*To do*.
Arrange the data below as a two-column CSV with the header input,output, starting at the line that contains "Can you find the plant" and ending at the line that contains "point(142, 21)". Each row should pair one input with its answer, with each field in quotation marks and every line break turned into a space.

------------------------------------

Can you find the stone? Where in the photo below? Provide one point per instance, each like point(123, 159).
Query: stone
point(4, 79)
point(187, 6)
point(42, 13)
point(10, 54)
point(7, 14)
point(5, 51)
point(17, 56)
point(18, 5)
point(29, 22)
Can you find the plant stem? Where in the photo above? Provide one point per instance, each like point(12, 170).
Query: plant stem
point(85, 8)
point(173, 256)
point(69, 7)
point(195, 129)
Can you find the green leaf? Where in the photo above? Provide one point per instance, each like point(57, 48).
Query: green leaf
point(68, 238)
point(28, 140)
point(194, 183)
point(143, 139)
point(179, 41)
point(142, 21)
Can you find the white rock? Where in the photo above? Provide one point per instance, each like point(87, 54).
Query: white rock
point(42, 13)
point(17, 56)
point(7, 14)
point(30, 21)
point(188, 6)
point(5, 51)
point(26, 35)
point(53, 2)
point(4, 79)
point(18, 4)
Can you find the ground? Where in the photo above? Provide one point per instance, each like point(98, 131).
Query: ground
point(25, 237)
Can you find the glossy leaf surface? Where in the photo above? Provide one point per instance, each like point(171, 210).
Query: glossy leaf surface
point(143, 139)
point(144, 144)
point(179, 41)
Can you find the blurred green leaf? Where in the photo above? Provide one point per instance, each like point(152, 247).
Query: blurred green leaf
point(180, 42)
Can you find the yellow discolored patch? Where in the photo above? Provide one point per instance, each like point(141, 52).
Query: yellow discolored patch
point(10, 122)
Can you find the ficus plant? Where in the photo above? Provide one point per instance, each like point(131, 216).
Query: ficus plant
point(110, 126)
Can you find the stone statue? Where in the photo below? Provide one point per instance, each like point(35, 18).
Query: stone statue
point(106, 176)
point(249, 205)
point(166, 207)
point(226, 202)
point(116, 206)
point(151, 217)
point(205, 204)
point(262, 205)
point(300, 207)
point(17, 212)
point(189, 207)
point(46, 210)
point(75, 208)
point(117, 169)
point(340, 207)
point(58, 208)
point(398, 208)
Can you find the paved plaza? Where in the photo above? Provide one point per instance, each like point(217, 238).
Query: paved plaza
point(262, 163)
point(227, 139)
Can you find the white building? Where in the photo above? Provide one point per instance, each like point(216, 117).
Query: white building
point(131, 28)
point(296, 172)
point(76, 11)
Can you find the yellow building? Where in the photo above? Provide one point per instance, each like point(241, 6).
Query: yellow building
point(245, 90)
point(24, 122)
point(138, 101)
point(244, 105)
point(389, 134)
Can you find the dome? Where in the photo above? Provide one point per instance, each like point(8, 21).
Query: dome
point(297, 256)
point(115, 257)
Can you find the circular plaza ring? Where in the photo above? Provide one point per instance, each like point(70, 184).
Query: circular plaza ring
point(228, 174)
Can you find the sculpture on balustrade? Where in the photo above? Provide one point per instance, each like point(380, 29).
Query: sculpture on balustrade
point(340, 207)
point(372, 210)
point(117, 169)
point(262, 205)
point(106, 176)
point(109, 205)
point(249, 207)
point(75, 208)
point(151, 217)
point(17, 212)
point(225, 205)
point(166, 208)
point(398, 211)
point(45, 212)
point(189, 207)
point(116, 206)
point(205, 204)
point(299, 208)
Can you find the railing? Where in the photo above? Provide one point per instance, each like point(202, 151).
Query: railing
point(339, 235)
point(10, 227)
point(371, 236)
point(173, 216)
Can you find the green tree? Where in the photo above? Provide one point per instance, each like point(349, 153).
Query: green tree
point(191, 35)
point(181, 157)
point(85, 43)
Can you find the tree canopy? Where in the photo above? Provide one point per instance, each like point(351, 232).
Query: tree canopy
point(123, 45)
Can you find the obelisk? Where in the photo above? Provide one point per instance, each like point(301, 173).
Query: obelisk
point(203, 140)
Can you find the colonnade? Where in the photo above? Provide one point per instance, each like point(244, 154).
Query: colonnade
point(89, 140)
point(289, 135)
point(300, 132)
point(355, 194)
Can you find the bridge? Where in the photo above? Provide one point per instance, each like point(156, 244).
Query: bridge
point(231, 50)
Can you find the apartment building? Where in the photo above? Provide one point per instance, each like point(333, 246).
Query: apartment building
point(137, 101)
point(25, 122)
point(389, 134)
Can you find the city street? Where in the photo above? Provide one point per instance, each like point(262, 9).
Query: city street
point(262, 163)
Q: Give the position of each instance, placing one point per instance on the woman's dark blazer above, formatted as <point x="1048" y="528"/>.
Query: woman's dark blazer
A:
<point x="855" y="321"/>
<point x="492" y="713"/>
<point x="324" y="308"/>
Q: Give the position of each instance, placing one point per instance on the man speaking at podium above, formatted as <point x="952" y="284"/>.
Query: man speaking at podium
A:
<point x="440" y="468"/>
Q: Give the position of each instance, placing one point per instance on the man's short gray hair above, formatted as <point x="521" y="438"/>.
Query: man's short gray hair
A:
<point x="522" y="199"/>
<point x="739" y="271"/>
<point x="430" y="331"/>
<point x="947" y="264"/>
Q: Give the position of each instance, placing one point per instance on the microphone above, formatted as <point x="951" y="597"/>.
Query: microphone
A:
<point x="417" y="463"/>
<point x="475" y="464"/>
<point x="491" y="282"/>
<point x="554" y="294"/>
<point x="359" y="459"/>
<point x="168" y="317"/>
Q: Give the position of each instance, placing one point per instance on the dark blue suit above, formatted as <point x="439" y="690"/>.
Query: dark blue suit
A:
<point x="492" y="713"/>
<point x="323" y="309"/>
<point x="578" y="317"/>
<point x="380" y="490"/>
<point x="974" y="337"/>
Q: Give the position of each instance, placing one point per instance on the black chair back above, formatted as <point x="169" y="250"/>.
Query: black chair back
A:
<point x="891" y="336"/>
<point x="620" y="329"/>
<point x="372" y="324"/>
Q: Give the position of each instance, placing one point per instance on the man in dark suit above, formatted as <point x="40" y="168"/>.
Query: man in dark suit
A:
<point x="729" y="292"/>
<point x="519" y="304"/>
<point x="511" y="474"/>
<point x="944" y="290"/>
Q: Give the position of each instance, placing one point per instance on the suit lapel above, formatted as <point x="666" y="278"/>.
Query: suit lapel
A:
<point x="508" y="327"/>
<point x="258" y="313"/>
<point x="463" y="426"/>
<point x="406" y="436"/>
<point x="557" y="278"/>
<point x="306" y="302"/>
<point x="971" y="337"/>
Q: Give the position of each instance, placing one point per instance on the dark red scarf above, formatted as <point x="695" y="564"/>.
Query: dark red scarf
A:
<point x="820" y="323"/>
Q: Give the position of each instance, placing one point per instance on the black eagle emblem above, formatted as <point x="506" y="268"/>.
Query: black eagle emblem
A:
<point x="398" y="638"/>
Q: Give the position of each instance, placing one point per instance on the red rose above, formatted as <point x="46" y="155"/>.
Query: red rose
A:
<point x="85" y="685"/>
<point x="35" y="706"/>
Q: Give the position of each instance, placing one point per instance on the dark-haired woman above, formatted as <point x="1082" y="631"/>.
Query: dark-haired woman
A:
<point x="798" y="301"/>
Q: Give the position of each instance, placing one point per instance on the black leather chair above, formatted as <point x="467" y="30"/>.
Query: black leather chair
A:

------------------------------------

*The completed task*.
input,output
"Can you find the plant stem? Where in the photo above? Provide one point per instance, each like point(12, 170). Query: plant stem","point(85, 8) point(173, 256) point(69, 7) point(195, 129)"
"Can you find the green leaf? Where in the photo above? Provide one point per instance, each like point(57, 48). Query: green leaf","point(68, 238) point(28, 140) point(194, 183) point(143, 139) point(179, 41) point(142, 21)"